■ List of tasks ■
1 > Answer these questions about the excerpt on Roberto Chabet:
(a) What name was Chabet born with?
(b) Which award did he initiate at the Cultural Center of the Philippines?
(c) In what year did the retrospective "Roberto Chabet: Fifty Years" tour galleries?
2 > Can you write out the part of the excerpt on Roberto Chabet that opens with the words containing "Born Roberto Rodriguez" and closes with "1961, at Luz Gallery."?

[Begin Source excerpt]

Widely acknowledged as the father of Philippine conceptual art, Chabet's pioneering conceptual work and role as teacher and curator has been instrumental in shaping the country's contemporary art scene. He is best known for radical installations created from commonplace materials and found objects like plywood and stale bread.

 

Born Roberto Rodriguez in 1937 in Manila, Chabet took his mother's maiden name when he started out as an artist to avoid being linked to the unrelated, established artist Manuel Rodriguez, Sr. He graduated in Architecture from the University of Santo Tomas and held his first solo exhibition the same year in 1961, at Luz Gallery.

Between 1967 and 1970, Chabet was the founding museum director of the Cultural Center of the Philippines (CCP) where he initiated the Thirteen Artist Award, which remains the most prestigious recognition to be given by a national institution to young Filipino visual artists today.

In 2011, a year-long retrospective dedicated to the artist titled “Roberto Chabet: Fifty Years” toured galleries in Singapore, Hong Kong and the Philippines, and culminated in an unprecedented show taking up all four stories of the CCP.

Although weakened by two strokes and often wheelchair-bound in his later years, Chabet continued to create and show new works until he died. An ongoing group exhibit at the CCP called “The Mona Lisa Project” includes his take on Leonardo da Vinci’s iconic portrait, and runs until 16 June 2013.

[End Source excerpt]
[Begin Information provided]

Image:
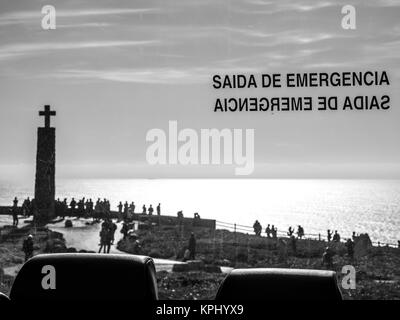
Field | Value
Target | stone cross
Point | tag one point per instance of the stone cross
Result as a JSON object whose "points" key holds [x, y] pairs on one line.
{"points": [[47, 114]]}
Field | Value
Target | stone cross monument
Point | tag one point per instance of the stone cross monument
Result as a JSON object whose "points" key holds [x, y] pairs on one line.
{"points": [[45, 168]]}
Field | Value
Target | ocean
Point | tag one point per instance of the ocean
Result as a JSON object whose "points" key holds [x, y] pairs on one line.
{"points": [[364, 206]]}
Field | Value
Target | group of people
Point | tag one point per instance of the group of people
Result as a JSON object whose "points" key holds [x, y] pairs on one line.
{"points": [[300, 232], [82, 207], [107, 235], [28, 209], [271, 232], [335, 237], [126, 208]]}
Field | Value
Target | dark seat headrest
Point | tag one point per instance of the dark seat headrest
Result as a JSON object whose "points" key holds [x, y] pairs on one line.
{"points": [[4, 300], [279, 284], [85, 277]]}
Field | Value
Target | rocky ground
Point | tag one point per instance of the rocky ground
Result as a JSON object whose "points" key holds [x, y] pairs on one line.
{"points": [[378, 269]]}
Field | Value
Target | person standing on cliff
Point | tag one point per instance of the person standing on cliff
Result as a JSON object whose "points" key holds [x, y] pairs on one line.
{"points": [[192, 247], [14, 212], [27, 247]]}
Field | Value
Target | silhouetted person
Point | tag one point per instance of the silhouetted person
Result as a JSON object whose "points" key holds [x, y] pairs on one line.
{"points": [[124, 229], [274, 231], [350, 248], [192, 247], [15, 202], [300, 232], [257, 228], [336, 237], [327, 258], [268, 231], [27, 247], [103, 238], [329, 234], [158, 209], [132, 207], [14, 212], [293, 243], [113, 228], [126, 208], [72, 205]]}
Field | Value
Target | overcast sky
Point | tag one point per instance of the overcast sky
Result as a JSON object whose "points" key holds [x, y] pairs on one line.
{"points": [[115, 69]]}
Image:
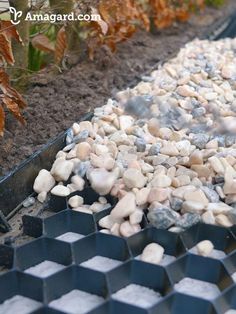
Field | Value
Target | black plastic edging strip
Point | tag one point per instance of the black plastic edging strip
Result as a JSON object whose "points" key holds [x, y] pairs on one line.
{"points": [[18, 184]]}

[End Information provided]

■ Answers for the tasks ■
1 >
(a) Roberto Rodriguez
(b) The Thirteen Artist Award
(c) 2011

2 >
Born Roberto Rodriguez in 1937 in Manila, Chabet took his mother's maiden name when he started out as an artist to avoid being linked to the unrelated, established artist Manuel Rodriguez, Sr. He graduated in Architecture from the University of Santo Tomas and held his first solo exhibition the same year in 1961, at Luz Gallery.